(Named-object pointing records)
——————

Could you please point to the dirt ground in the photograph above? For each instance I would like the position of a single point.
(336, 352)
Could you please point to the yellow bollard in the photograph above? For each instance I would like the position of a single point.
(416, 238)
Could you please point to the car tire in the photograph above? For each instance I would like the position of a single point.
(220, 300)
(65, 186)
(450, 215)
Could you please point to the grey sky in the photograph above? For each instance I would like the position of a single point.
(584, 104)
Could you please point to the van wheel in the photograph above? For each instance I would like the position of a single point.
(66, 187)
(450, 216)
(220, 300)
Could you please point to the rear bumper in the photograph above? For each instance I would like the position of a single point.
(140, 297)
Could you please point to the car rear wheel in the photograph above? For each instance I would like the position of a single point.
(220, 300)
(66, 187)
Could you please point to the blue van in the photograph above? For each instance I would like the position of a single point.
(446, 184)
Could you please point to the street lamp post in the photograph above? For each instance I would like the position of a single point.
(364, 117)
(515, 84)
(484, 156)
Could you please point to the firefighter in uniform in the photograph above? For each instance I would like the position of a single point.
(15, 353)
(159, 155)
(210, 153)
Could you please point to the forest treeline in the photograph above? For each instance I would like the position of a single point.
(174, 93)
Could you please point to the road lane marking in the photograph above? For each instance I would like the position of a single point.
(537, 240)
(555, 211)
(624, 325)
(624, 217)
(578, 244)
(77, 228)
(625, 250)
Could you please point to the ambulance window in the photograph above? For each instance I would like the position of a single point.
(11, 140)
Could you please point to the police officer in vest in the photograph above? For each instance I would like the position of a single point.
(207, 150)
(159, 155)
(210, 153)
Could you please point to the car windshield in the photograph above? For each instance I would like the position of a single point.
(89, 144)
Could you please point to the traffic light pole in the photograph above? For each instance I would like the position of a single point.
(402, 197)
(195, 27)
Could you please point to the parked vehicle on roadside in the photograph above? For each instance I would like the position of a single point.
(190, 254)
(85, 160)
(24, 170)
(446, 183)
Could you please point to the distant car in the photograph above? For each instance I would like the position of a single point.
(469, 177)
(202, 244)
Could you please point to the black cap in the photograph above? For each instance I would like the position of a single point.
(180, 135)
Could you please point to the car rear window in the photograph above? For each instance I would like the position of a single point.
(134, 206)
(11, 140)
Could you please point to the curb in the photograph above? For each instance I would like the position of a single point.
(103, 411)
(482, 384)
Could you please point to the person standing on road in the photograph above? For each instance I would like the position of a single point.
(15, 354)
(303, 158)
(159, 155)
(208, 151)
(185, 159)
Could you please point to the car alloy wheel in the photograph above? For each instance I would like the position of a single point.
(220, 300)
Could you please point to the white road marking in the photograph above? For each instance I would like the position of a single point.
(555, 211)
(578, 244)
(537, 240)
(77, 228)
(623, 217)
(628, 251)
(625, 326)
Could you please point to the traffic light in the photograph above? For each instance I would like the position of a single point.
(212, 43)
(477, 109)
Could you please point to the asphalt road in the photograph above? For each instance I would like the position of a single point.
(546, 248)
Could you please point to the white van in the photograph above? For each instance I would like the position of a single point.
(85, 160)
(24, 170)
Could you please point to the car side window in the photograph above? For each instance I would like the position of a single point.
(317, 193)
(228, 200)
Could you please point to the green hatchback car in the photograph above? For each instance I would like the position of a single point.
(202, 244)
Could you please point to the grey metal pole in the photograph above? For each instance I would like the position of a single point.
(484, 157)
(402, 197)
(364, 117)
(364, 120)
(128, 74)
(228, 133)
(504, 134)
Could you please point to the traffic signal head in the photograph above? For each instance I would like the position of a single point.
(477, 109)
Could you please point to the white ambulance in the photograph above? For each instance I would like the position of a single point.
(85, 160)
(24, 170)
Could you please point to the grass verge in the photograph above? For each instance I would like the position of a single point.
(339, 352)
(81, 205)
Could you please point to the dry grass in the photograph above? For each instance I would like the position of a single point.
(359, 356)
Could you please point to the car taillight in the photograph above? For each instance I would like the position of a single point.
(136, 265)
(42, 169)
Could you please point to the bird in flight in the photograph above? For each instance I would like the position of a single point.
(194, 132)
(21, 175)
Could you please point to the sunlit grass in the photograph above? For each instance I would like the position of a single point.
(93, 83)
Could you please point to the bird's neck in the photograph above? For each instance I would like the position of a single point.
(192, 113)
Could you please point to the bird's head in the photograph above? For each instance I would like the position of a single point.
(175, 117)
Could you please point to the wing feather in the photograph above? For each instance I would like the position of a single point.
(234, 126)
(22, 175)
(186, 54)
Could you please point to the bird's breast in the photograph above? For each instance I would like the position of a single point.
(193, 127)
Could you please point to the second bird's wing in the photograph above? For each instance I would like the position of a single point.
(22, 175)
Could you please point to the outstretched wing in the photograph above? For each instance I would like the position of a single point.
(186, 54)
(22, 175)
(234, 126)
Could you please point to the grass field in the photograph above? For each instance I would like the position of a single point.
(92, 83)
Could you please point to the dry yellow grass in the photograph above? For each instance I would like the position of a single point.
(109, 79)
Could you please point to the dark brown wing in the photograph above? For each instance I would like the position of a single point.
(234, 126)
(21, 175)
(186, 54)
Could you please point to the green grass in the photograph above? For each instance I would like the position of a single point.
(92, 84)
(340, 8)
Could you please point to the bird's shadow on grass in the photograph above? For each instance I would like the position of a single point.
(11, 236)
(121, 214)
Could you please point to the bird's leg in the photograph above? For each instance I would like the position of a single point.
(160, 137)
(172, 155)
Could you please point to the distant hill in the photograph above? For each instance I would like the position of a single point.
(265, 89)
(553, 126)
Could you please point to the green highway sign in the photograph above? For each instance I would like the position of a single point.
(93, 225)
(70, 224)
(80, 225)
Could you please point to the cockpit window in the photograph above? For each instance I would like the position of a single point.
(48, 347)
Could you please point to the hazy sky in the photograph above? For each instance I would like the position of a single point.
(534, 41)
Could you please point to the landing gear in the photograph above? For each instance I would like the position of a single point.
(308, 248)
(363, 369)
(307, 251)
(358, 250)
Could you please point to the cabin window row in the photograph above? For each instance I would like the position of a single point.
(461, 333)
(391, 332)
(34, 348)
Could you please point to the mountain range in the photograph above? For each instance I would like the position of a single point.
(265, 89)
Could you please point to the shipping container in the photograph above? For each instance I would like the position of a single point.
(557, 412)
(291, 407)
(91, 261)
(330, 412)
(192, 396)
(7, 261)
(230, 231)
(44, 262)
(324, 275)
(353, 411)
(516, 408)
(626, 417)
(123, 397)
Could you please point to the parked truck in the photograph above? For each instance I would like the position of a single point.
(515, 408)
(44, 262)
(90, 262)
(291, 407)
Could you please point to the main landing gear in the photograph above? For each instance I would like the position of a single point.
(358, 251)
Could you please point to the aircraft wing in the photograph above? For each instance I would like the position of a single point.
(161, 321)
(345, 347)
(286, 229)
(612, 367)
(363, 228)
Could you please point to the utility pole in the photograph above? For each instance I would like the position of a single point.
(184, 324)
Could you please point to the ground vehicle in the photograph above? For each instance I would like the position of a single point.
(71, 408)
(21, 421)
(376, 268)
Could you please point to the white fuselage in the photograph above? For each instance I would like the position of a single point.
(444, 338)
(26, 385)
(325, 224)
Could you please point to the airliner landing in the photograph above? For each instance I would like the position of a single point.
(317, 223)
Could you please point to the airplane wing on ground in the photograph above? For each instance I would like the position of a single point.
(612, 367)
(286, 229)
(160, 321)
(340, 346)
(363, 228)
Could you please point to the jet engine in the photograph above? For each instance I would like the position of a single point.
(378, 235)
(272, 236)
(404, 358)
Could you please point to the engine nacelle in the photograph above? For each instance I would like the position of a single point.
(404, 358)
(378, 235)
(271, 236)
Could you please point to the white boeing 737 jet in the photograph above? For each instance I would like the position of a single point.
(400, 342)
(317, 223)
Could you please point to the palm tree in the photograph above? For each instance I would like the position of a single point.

——————

### WHAT TO WORK ON:
Exactly as they are written, print the entries again.

### TASK ANSWER:
Could you please point to the dirt ground in the photograph above? For each instance I would like the position of a single point.
(336, 352)
Could you please point to the yellow bollard in the photograph above? For each instance I would like the position of a single point.
(416, 238)
Could you please point to the car tire in the photograph above? For each instance I would like the position of a single point.
(220, 300)
(65, 186)
(450, 215)
Could you please point to the grey sky in the photograph above? For each instance I would like the position of a single point.
(584, 104)
Could you please point to the van wheel in the photograph above? For each instance I would like the position of a single point.
(66, 187)
(450, 216)
(220, 300)
Could you please point to the rear bumper in the photograph above? For each instance I would like the position of a single point.
(140, 297)
Could you please point to the car rear wheel in the photograph above? For each instance I would like the position of a single point.
(220, 300)
(66, 187)
Could you please point to the blue van in the photograph above? For each instance I would like the position of a single point.
(446, 184)
Could you please point to the street lamp post in the photograph above? For each instance I would like the position of a single point.
(364, 117)
(515, 84)
(484, 156)
Could you please point to the firefighter in uniform in the photograph above? For each instance I would like the position of a single point.
(15, 353)
(159, 155)
(210, 153)
Could you please point to the forest treeline in the photograph above? For each instance I would like the position of a single point.
(174, 93)
Could you please point to the road lane marking in the photograph above? For each instance I would like the position of a single point.
(537, 240)
(555, 211)
(624, 325)
(624, 217)
(578, 244)
(77, 228)
(625, 250)
Could you please point to the ambulance window in the photograph above? For each instance I would like the position of a single point.
(11, 140)
Could you please point to the police officer in vest in the photograph above? For each instance I would like the position of a single point.
(207, 150)
(159, 155)
(210, 153)
Could you please point to the car windshield in the photograph above? For each instance I would like the position of a single point.
(89, 144)
Could you please point to the traffic light pole in the photograph above? For each instance I would like the position of a single point.
(402, 197)
(195, 27)
Could you please point to the parked vehicle on roadside in the photograph above? For each instance I would like the position of a single point.
(190, 254)
(85, 160)
(24, 170)
(446, 183)
Could you please point to the distant car in the photograph above? For each instance I would like the position of a single point.
(469, 177)
(202, 244)
Could you please point to the black cap in the photograph above? For each instance I would like the position of a single point.
(180, 135)
Could you please point to the car rear window in the photograph above? For each instance I would like the position of a single point.
(134, 206)
(11, 140)
Could you please point to the curb in the photograph above? For each instance I would like the position of a single point.
(103, 411)
(482, 384)
Could you please point to the person standing on road in the photograph above? For each instance I would like the position of a single point.
(15, 354)
(303, 158)
(159, 155)
(208, 151)
(185, 159)
Could you please point to the car alloy wheel in the photograph above? For each instance I would like the position of a single point.
(220, 300)
Could you please point to the white road marking in the photograph above? For each instance I would like the position of a single point.
(555, 211)
(578, 244)
(537, 240)
(77, 228)
(623, 217)
(628, 251)
(625, 326)
Could you please point to the traffic light in the photograph above? For each instance I would like the position of a single point.
(212, 43)
(477, 109)
Could you please point to the asphalt road in the photograph above? For each instance I would like the position of a single point.
(546, 248)
Could you please point to the white van in the photograph above? For each instance I would like the position of a single point.
(85, 160)
(24, 170)
Could you please point to the car side window in the photograph above? For each instance I would like the position of a single point.
(317, 193)
(228, 200)
Could you please point to the green hatchback car in the photograph above? For each instance I would like the position of a single point.
(202, 244)
Could you please point to the grey metal pole in the photograph above? For each instance I would like the position of a single point.
(484, 157)
(402, 197)
(364, 117)
(364, 120)
(128, 74)
(228, 133)
(504, 134)
Could you please point to the traffic signal head in the photograph above? For each instance I would like the position of a single point.
(477, 109)
Could you please point to the white ambulance in the photograph above? For each instance I would like the position of a single point.
(85, 160)
(24, 170)
Could you please point to the grass verge in the photograph above? For each instance I would like the position of a single point.
(339, 352)
(81, 205)
Could you please point to the dry grass in the photograph above? For each instance I would like the position of a single point.
(359, 356)
Could you please point to the car taillight in the photograph above? For each instance I would like the position of a single point.
(136, 265)
(42, 169)
Could you please point to the bird in flight in the photograph above? For each instance I would like the position of a single point.
(194, 132)
(21, 175)
Could you please point to the sunlit grass in the photograph above? For each instance I would like the position of a single point.
(93, 83)
Could you please point to the bird's neck in the photograph above? For each instance I would like the position of a single point.
(192, 113)
Could you please point to the bird's head in the photograph above? For each instance I would like the position of a single point.
(175, 117)
Could you please point to the wing feather in the photograph above? For each instance I would like the position of a single point.
(234, 126)
(22, 175)
(186, 54)
Could you please point to the bird's breast in the photograph above? For each instance I would like the position of a single point.
(193, 127)
Could you please point to the second bird's wing in the photograph above? For each instance I would like the position of a single point.
(22, 175)
Could you please point to the outstretched wing in the photograph above? For each instance I would like the position of a single point.
(186, 54)
(22, 175)
(234, 126)
Could you please point to the grass field in the photograph above? For each instance I would like the position of a single point.
(92, 83)
Could you please point to the dry yellow grass in the photograph above? For each instance I would like the position of a single point.
(109, 79)
Could you please point to the dark brown wing in the photograph above? For each instance I would like the position of a single point.
(234, 126)
(21, 175)
(186, 54)
Could you please point to the green grass in the photograph above? For each instance I would like the position of a single point.
(92, 84)
(340, 8)
Could you please point to the bird's shadow on grass in the photograph above? For each instance I would like the position of a single point.
(11, 236)
(121, 214)
Could you please point to the bird's leg in the photograph above? For each instance I would like the position of a single point.
(160, 137)
(172, 155)
Could you please point to the distant hill in the photograph above? For each instance I would like the position of a single point.
(265, 89)
(553, 126)
Could you please point to the green highway sign in the photograph above? For each instance I would like the position of a single point.
(93, 225)
(70, 224)
(80, 225)
Could you please point to the cockpit window in the photograph above? For each instance I would like the position of a single point.
(48, 347)
Could you please point to the hazy sky in the photograph above? For each instance I would like the position of a single point.
(534, 41)
Could you please point to the landing gear in the photograph above? For each instance I would like the position of a single point.
(308, 248)
(363, 369)
(307, 251)
(358, 250)
Could you please point to the cabin window row in the photograph above? For each instance I would like the position of a single point.
(461, 333)
(391, 332)
(34, 348)
Could you please point to the mountain range in the photograph above? For each instance I would like the position of a single point.
(265, 89)
Could you please point to the shipping container in the photograph above? For each instance I would like the position of a single point.
(557, 412)
(291, 407)
(91, 261)
(330, 412)
(192, 396)
(7, 261)
(230, 231)
(44, 262)
(324, 275)
(353, 411)
(516, 408)
(626, 417)
(123, 397)
Could you please point to the parked truck in the photograph above? For each instance I would like the position of a single point.
(515, 408)
(44, 262)
(90, 262)
(291, 407)
Could you please point to the main landing gear in the photograph above? For each instance I would like the position of a single point.
(358, 251)
Could you please point to the aircraft wing in the photograph above? For each instance I would like the position of a single point.
(161, 321)
(345, 347)
(286, 229)
(612, 367)
(363, 228)
Could you please point to the utility pole in the photograph above? For each instance I would like the position of a single point.
(184, 324)
Could you please point to the ground vehicle in the photograph above? For each instance I would like the position of a single point.
(71, 408)
(21, 421)
(376, 268)
Could you please point to the white fuselage in the photograph above? For each instance I would like the position of a single point.
(444, 338)
(26, 385)
(325, 224)
Could you please point to the airliner landing in the photograph above? For each instance I would like the position of a single point.
(317, 223)
Could you please point to the airplane wing on ground in the photograph above? For each instance I would like the position of a single point.
(612, 367)
(286, 229)
(160, 321)
(340, 346)
(363, 228)
Could you please point to the jet engine in the photograph above? For each instance I would like the position of a single point.
(378, 235)
(272, 236)
(404, 358)
Could you please point to the engine nacelle in the photograph above? For each instance I would like the position of a single point.
(404, 358)
(378, 235)
(271, 236)
Could you please point to the white boeing 737 jet in the photograph above? For each instance I would like the position of a single point.
(400, 342)
(317, 223)
Could you please point to the palm tree in the photograph above? For each instance I would like the position of a single point.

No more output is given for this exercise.